• Problem to work on: Please scale the part of the records that opens with the line containing "Pick out each instance of the white" and closes at the end of the records. Rewrite every line in that span, including those without coordinates, with each coordinate in the answers multiplied by 0.2 and rounded to a whole number (halves round up), and give only those lines.

• Material supplied:
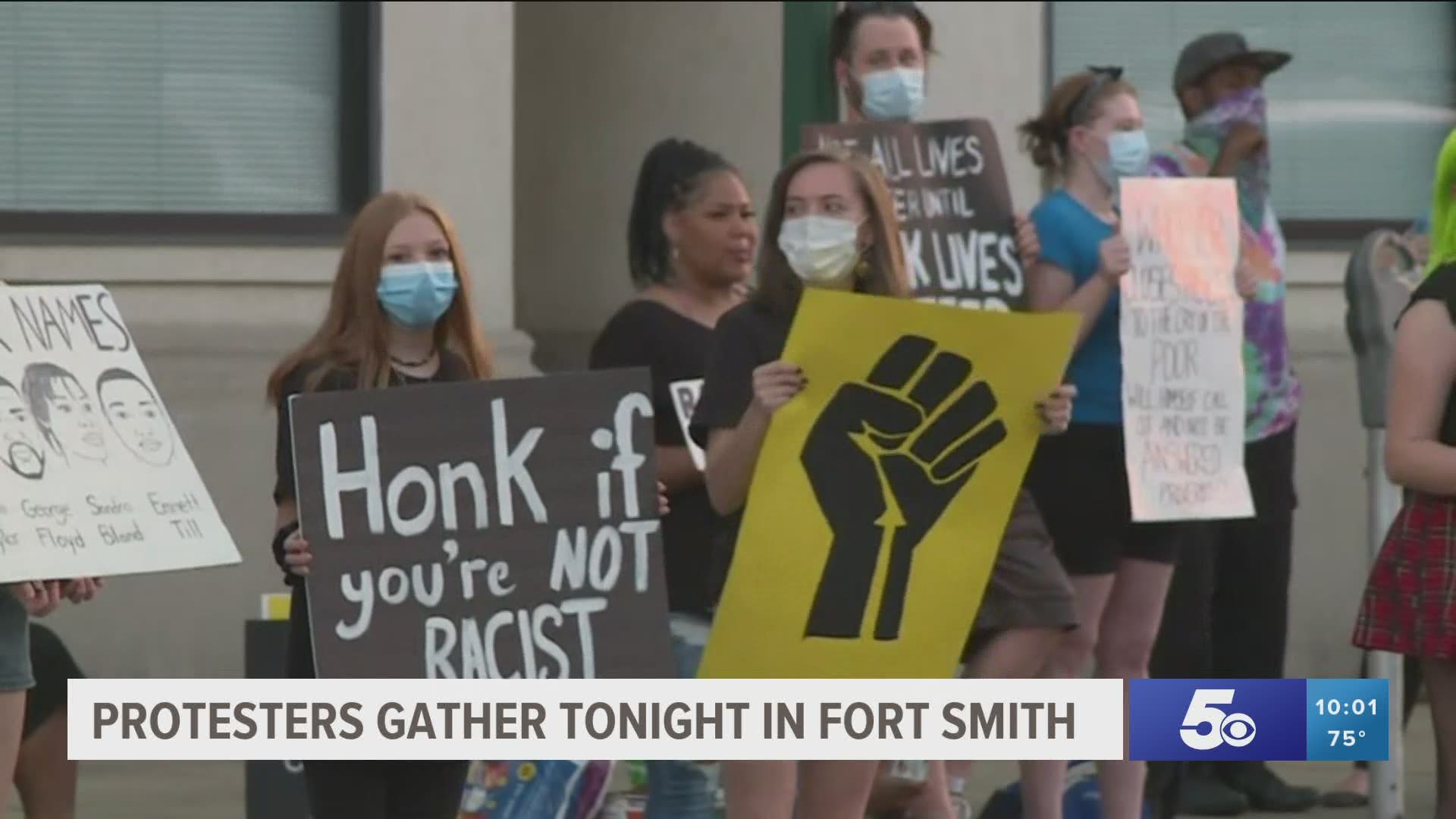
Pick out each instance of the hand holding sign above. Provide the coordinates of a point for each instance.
(884, 461)
(775, 384)
(1114, 256)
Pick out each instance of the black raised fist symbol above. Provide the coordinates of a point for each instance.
(884, 460)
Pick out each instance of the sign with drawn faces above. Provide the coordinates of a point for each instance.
(93, 477)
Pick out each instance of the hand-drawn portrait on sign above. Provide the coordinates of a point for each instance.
(19, 449)
(64, 413)
(136, 416)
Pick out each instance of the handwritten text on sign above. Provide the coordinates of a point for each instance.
(685, 400)
(93, 477)
(487, 529)
(952, 202)
(1183, 337)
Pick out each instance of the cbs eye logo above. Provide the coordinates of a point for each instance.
(1207, 727)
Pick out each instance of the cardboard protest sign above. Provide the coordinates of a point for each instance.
(685, 400)
(952, 202)
(93, 477)
(883, 490)
(1183, 352)
(485, 529)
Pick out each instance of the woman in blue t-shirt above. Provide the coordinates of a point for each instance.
(1091, 134)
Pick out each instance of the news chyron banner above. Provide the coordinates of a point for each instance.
(595, 719)
(893, 479)
(1260, 719)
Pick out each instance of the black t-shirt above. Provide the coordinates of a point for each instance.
(674, 349)
(746, 338)
(1440, 286)
(300, 643)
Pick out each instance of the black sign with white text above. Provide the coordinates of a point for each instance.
(952, 202)
(487, 529)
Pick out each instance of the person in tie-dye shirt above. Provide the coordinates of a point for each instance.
(1237, 589)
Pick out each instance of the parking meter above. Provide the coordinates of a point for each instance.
(1379, 280)
(1378, 286)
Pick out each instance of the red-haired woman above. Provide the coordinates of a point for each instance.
(400, 315)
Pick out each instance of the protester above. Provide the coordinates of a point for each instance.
(878, 57)
(1354, 789)
(691, 245)
(400, 315)
(18, 672)
(1090, 134)
(1408, 601)
(833, 226)
(1241, 573)
(44, 773)
(1442, 246)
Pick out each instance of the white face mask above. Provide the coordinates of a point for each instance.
(820, 248)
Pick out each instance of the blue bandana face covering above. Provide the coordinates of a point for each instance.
(416, 295)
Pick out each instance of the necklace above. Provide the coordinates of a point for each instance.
(419, 363)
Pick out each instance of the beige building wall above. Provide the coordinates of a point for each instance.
(992, 64)
(638, 72)
(536, 156)
(212, 321)
(989, 64)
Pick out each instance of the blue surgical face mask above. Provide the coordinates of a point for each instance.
(416, 295)
(893, 95)
(1128, 155)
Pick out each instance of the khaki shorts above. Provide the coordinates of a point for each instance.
(1028, 588)
(15, 645)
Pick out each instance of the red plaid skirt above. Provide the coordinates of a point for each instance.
(1410, 599)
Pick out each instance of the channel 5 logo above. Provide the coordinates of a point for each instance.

• Correct response:
Pick out each instance of the white face mask above. Provide the coordinates of a point for each instance.
(164, 50)
Pick out each instance of the blue bandana face covering above. Provide the coordinates of a point for each instance.
(83, 59)
Pick out each instance of the necklace above. Provide the coordinates of a point for each instance.
(84, 73)
Pick out each instance of the beige building wall above. Provide the coordinates of a point for each instance.
(198, 13)
(128, 14)
(107, 31)
(42, 64)
(198, 13)
Pick out each instance of the blue surgical face mask above. Provide the coordinates of a point for each instance.
(83, 59)
(179, 19)
(226, 31)
Pick out each instance of the khaki shorts above. Provide the coordinates of a point for each instance.
(206, 118)
(3, 129)
Pick out each instance of the red plaid skirt above. Provide the coordinates of a point for each instance.
(282, 120)
Pick out each instance of the channel 5 logo above. Provide the coordinates of a point for each instance.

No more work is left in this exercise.